> WHAT TO PRODUCE
In the postmortems text, roughly what share of the datacenter's machines did the power outage behind the 2010-02-24 App Engine outage affect?

Postmortems

A postmortem for another App Engine outage (2011-03-08):

A postmortem for another App Engine outage (2011-03-08): this one due to a Python runtime software update: “While the new Python runtime
contained no known issues, a performance optimization in a system
update pushed on March 3rd included a bug which would cause future
updates to App Engine runtimes to disrupt running applications as the
new runtime rolled out.”

There’s another App Engine postmortem at
https://groups.google.com/forum/#!msg/google-appengine/p2QKJ0OSLc8/7MtZ3YC9TqQJ
for a two-hour outage 2010-02-24:
“We failed to plan for the case of a power outage that might affect
some, but not all, of our machines in a datacenter (in this case,
about 25%). In particular, this led to incorrect analysis of the
serving state of the failed datacenter and when it might recover”

Previously in this community, the 2 July 2009 outage, caused by a GFS bug:
https://plus.google.com/u/0/110357001884194145645/posts/BWVkgofMMKt
https://groups.google.com/forum/?fromgroups=#!topic/google-appengine/jJ0aRAvRJeY

Oops, I’d confused two App Engine outages: adjusted the post to include both.
See also http://www.datacenterknowledge.com/archives/2010/03/08/when-the-power-goes-out-at-google/ which summarises and tells us “The scope and detail of the [postmortem] report drew plaudits.”

> INFORMATION PROVIDED
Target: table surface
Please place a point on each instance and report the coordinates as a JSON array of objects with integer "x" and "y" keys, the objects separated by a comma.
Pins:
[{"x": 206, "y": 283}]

> WRITTEN ANSWER
About 25%.